Excerpts from point annotation data
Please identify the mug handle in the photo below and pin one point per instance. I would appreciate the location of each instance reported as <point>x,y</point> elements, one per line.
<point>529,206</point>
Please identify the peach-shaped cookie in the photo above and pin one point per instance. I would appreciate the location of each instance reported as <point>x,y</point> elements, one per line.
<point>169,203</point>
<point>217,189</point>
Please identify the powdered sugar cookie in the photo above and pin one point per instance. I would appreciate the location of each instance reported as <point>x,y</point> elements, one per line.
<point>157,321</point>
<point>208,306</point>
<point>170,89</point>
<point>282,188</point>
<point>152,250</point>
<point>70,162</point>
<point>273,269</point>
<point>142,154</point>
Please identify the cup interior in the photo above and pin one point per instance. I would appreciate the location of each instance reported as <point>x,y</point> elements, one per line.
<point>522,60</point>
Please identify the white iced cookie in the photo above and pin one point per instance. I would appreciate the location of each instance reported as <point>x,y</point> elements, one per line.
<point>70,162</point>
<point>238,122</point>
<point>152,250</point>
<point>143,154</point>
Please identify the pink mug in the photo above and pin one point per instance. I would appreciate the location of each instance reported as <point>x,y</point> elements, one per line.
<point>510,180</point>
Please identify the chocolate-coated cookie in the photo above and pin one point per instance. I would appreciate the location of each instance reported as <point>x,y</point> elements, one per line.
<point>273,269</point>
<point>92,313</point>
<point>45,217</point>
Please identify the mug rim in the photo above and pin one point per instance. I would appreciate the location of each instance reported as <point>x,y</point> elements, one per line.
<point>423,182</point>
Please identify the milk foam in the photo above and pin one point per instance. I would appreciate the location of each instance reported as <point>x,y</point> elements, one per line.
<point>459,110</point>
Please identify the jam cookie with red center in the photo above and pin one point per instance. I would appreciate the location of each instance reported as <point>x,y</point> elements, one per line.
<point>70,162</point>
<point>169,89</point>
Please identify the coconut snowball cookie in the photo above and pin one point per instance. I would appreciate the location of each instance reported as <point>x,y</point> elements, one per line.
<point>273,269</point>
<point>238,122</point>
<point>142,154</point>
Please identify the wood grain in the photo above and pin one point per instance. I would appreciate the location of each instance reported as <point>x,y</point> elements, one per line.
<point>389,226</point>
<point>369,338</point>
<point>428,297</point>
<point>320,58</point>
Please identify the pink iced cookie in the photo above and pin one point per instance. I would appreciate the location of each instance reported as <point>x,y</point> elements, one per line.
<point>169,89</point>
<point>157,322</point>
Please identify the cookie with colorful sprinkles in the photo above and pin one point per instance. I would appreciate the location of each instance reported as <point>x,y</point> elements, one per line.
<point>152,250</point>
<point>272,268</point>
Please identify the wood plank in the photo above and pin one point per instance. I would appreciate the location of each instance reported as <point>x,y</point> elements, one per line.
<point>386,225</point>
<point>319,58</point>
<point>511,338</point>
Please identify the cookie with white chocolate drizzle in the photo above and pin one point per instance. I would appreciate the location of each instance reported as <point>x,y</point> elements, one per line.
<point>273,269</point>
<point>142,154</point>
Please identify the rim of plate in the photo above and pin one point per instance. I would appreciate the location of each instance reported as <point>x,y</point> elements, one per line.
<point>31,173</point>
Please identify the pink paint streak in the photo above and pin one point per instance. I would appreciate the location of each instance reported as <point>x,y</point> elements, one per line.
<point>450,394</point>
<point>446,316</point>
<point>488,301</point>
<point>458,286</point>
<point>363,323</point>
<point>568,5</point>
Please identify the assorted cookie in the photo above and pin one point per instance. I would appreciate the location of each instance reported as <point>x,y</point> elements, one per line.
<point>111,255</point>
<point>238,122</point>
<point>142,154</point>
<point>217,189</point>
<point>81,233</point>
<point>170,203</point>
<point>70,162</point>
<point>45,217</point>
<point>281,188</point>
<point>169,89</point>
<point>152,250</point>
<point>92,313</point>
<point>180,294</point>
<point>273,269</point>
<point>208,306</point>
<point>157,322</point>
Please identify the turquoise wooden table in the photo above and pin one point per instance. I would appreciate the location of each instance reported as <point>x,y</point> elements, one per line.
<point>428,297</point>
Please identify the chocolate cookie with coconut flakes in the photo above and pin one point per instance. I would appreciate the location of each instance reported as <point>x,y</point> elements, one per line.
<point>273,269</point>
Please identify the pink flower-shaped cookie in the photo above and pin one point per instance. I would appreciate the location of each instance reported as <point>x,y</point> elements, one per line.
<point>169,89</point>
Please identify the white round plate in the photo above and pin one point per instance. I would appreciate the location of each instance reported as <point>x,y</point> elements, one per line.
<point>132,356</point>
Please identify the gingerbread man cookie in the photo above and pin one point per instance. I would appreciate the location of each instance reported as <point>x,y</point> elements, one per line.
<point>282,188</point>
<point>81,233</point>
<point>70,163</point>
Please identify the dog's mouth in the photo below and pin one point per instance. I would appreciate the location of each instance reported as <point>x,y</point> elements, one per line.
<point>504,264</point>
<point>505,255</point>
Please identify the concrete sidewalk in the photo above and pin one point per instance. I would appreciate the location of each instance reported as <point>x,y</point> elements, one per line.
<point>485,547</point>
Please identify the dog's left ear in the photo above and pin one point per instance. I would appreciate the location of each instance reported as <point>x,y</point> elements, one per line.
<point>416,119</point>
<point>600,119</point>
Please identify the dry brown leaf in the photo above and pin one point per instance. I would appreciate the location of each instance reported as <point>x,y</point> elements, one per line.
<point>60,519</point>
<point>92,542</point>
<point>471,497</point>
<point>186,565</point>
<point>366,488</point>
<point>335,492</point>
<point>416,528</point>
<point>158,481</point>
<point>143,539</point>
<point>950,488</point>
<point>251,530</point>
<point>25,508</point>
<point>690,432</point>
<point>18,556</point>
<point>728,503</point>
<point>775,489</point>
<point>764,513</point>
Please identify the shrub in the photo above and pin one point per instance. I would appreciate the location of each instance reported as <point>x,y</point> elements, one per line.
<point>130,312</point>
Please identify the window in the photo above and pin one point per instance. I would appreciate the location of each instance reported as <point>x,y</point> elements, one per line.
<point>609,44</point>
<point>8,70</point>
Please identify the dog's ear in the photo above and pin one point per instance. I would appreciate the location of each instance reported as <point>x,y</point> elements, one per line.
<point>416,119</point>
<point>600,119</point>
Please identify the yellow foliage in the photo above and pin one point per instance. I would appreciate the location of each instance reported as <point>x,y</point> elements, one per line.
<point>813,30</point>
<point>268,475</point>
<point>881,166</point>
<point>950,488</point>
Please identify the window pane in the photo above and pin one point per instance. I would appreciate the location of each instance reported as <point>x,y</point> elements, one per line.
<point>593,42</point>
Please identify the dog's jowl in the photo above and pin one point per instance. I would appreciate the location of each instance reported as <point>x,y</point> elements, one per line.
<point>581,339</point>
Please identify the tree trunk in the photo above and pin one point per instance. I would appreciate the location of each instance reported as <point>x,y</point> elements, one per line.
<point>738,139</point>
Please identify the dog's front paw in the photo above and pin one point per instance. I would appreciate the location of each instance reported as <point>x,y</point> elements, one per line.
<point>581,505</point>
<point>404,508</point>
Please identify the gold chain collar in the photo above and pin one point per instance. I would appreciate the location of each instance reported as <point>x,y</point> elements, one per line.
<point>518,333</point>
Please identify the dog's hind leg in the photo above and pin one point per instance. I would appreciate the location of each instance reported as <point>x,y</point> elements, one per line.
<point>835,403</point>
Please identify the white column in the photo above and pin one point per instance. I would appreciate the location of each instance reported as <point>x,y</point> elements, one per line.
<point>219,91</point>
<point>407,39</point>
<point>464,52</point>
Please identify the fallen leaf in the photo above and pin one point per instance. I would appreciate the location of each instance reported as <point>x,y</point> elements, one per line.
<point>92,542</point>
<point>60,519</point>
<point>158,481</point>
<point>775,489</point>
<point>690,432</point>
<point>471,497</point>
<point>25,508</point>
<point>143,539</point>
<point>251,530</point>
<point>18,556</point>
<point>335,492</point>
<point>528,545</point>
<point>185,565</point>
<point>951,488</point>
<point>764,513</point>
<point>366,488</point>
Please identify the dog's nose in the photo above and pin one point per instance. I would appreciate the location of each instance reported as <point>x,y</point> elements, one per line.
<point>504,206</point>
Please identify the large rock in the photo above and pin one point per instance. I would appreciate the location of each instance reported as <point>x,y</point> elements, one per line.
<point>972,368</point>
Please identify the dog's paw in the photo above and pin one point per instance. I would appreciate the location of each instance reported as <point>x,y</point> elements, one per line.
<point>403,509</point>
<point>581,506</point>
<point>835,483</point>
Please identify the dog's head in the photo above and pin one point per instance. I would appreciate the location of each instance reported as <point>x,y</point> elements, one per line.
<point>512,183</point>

▶ [WORK REQUIRED]: Convert the records above, from the start through the line containing "<point>529,206</point>", into a two-column CSV with the headers text and answer. Give one row for each text with its answer, putting each value in its own quoted field and replacing line breaks with spaces.

▶ [ANSWER IN FULL]:
text,answer
"Please identify the mug handle in the photo below and pin one point per instance. I would appreciate the location of each instance reported as <point>x,y</point> elements, one per line.","<point>529,206</point>"